[Records from a point-labeling set]
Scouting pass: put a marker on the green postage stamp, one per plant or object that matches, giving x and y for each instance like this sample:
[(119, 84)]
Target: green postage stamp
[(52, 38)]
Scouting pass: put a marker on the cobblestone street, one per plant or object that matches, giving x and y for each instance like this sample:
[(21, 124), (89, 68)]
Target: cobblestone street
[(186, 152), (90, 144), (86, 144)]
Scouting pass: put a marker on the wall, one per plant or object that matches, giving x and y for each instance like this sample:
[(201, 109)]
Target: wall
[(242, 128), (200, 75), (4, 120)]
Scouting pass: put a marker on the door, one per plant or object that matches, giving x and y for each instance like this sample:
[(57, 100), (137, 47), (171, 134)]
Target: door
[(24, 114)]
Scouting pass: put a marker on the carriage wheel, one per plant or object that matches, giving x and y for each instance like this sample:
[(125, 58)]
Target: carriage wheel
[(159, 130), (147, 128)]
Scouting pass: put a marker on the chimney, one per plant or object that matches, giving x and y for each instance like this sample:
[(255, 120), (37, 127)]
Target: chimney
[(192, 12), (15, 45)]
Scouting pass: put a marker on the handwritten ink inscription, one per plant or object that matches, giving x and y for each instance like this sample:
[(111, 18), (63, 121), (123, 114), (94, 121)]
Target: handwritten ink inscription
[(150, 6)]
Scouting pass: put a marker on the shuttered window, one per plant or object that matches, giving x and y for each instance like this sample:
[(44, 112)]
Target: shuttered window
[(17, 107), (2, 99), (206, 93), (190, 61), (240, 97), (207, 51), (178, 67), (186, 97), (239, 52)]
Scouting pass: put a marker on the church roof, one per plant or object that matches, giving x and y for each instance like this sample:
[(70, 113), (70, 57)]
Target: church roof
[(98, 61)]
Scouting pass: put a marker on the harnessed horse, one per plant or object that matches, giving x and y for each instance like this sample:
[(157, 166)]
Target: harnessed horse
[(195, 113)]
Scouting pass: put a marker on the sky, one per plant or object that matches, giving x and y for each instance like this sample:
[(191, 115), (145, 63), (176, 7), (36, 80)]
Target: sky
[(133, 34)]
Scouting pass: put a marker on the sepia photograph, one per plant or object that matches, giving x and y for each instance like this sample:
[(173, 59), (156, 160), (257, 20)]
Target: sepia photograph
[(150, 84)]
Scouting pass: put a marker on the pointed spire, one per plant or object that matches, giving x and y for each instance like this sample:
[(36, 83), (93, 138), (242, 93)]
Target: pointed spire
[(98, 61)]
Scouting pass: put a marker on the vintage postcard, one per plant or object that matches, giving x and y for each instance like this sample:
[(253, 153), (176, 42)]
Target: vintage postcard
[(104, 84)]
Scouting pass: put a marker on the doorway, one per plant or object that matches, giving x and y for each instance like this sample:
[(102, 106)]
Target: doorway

▶ **REQUIRED WORK**:
Copy out, character for character, the lines starting with the one containing "Scouting pass: put a marker on the pointed" and ending with the one containing "[(104, 84)]", including both end lines.

▶ **RESPONSE TO THIS TASK**:
Scouting pass: put a marker on the pointed spire, one per plant or object that matches, giving x and y for each instance like this sample:
[(36, 83), (93, 138), (242, 93)]
Target: pointed spire
[(98, 61)]
Scouting pass: put a marker on the vintage postcard, one per plant or object that matches, giving x and y for each instance like this sample:
[(253, 153), (176, 42)]
Target: vintage postcard
[(104, 84)]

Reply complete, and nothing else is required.